---------- Provided records ----------

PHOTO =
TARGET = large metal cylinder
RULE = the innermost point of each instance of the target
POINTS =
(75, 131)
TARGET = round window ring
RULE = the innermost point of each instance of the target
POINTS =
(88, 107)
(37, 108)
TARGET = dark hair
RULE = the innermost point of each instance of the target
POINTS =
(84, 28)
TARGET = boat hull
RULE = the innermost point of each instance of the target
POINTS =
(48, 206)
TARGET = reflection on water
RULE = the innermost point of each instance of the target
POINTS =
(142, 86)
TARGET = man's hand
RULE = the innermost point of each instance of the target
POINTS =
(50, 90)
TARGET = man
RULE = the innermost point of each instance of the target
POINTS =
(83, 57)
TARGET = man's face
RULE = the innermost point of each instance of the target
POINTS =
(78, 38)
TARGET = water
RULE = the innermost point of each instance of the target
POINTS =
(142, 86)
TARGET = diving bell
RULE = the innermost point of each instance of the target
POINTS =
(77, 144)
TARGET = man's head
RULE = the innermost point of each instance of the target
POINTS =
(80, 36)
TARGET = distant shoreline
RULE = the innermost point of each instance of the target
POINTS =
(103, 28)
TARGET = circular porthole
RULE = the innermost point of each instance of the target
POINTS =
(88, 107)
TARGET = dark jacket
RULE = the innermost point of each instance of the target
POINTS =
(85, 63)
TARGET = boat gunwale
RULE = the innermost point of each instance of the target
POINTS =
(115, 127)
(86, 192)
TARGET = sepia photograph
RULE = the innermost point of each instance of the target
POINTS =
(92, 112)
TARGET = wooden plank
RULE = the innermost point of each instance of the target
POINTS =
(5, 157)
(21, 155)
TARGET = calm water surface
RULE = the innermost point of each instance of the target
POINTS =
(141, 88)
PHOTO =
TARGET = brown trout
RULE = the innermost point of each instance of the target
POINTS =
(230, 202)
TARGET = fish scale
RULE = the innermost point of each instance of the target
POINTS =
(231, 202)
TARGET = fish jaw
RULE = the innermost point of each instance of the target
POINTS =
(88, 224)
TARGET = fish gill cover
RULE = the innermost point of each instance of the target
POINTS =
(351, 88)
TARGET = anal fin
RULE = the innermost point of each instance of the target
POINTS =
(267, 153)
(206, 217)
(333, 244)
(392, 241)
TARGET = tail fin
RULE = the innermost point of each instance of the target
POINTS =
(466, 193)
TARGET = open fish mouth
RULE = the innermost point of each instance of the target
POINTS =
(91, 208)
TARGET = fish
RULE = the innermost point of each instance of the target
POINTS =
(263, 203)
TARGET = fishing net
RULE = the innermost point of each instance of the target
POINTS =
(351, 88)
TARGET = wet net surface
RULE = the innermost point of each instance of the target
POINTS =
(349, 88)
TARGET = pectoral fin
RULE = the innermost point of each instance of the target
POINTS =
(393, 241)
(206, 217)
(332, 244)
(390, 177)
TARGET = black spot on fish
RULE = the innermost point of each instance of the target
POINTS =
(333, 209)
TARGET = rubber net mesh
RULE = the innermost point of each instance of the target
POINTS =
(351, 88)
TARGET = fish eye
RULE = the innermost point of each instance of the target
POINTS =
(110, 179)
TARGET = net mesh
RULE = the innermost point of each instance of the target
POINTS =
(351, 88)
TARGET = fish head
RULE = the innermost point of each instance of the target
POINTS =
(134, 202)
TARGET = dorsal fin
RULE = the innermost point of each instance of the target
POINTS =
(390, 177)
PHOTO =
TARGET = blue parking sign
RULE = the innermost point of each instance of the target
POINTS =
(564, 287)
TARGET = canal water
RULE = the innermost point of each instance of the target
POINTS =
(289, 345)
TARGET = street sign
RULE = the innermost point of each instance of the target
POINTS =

----------

Exercise
Convert every line of the dataset records above into a JSON array with one string per line, omitting any blank lines.

Response to this exercise
[
  "PHOTO =",
  "TARGET = large metal cylinder",
  "RULE = the innermost point of each instance of the target",
  "POINTS =",
  "(75, 131)",
  "TARGET = round window ring",
  "RULE = the innermost point of each instance of the target",
  "POINTS =",
  "(88, 107)",
  "(37, 108)",
  "TARGET = dark hair",
  "RULE = the innermost point of each instance of the target",
  "POINTS =",
  "(84, 28)",
  "TARGET = boat hull",
  "RULE = the innermost point of each instance of the target",
  "POINTS =",
  "(48, 206)",
  "TARGET = reflection on water",
  "RULE = the innermost point of each instance of the target",
  "POINTS =",
  "(142, 86)",
  "TARGET = man's hand",
  "RULE = the innermost point of each instance of the target",
  "POINTS =",
  "(50, 90)",
  "TARGET = man",
  "RULE = the innermost point of each instance of the target",
  "POINTS =",
  "(83, 57)",
  "TARGET = man's face",
  "RULE = the innermost point of each instance of the target",
  "POINTS =",
  "(78, 38)",
  "TARGET = water",
  "RULE = the innermost point of each instance of the target",
  "POINTS =",
  "(142, 86)",
  "TARGET = diving bell",
  "RULE = the innermost point of each instance of the target",
  "POINTS =",
  "(77, 144)",
  "TARGET = man's head",
  "RULE = the innermost point of each instance of the target",
  "POINTS =",
  "(80, 36)",
  "TARGET = distant shoreline",
  "RULE = the innermost point of each instance of the target",
  "POINTS =",
  "(103, 28)",
  "TARGET = circular porthole",
  "RULE = the innermost point of each instance of the target",
  "POINTS =",
  "(88, 107)",
  "TARGET = dark jacket",
  "RULE = the innermost point of each instance of the target",
  "POINTS =",
  "(85, 63)",
  "TARGET = boat gunwale",
  "RULE = the innermost point of each instance of the target",
  "POINTS =",
  "(115, 127)",
  "(86, 192)",
  "TARGET = sepia photograph",
  "RULE = the innermost point of each instance of the target",
  "POINTS =",
  "(92, 112)",
  "TARGET = wooden plank",
  "RULE = the innermost point of each instance of the target",
  "POINTS =",
  "(5, 157)",
  "(21, 155)",
  "TARGET = calm water surface",
  "RULE = the innermost point of each instance of the target",
  "POINTS =",
  "(141, 88)",
  "PHOTO =",
  "TARGET = brown trout",
  "RULE = the innermost point of each instance of the target",
  "POINTS =",
  "(230, 202)",
  "TARGET = fish scale",
  "RULE = the innermost point of each instance of the target",
  "POINTS =",
  "(231, 202)",
  "TARGET = fish jaw",
  "RULE = the innermost point of each instance of the target",
  "POINTS =",
  "(88, 224)",
  "TARGET = fish gill cover",
  "RULE = the innermost point of each instance of the target",
  "POINTS =",
  "(351, 88)",
  "TARGET = anal fin",
  "RULE = the innermost point of each instance of the target",
  "POINTS =",
  "(267, 153)",
  "(206, 217)",
  "(333, 244)",
  "(392, 241)",
  "TARGET = tail fin",
  "RULE = the innermost point of each instance of the target",
  "POINTS =",
  "(466, 193)",
  "TARGET = open fish mouth",
  "RULE = the innermost point of each instance of the target",
  "POINTS =",
  "(91, 208)",
  "TARGET = fish",
  "RULE = the innermost point of each instance of the target",
  "POINTS =",
  "(263, 203)",
  "TARGET = fishing net",
  "RULE = the innermost point of each instance of the target",
  "POINTS =",
  "(351, 88)",
  "TARGET = wet net surface",
  "RULE = the innermost point of each instance of the target",
  "POINTS =",
  "(349, 88)",
  "TARGET = pectoral fin",
  "RULE = the innermost point of each instance of the target",
  "POINTS =",
  "(393, 241)",
  "(206, 217)",
  "(332, 244)",
  "(390, 177)",
  "TARGET = black spot on fish",
  "RULE = the innermost point of each instance of the target",
  "POINTS =",
  "(333, 209)",
  "TARGET = rubber net mesh",
  "RULE = the innermost point of each instance of the target",
  "POINTS =",
  "(351, 88)",
  "TARGET = fish eye",
  "RULE = the innermost point of each instance of the target",
  "POINTS =",
  "(110, 179)",
  "TARGET = net mesh",
  "RULE = the innermost point of each instance of the target",
  "POINTS =",
  "(351, 88)",
  "TARGET = fish head",
  "RULE = the innermost point of each instance of the target",
  "POINTS =",
  "(134, 202)",
  "TARGET = dorsal fin",
  "RULE = the innermost point of each instance of the target",
  "POINTS =",
  "(390, 177)",
  "PHOTO =",
  "TARGET = blue parking sign",
  "RULE = the innermost point of each instance of the target",
  "POINTS =",
  "(564, 287)",
  "TARGET = canal water",
  "RULE = the innermost point of each instance of the target",
  "POINTS =",
  "(289, 345)",
  "TARGET = street sign",
  "RULE = the innermost point of each instance of the target",
  "POINTS ="
]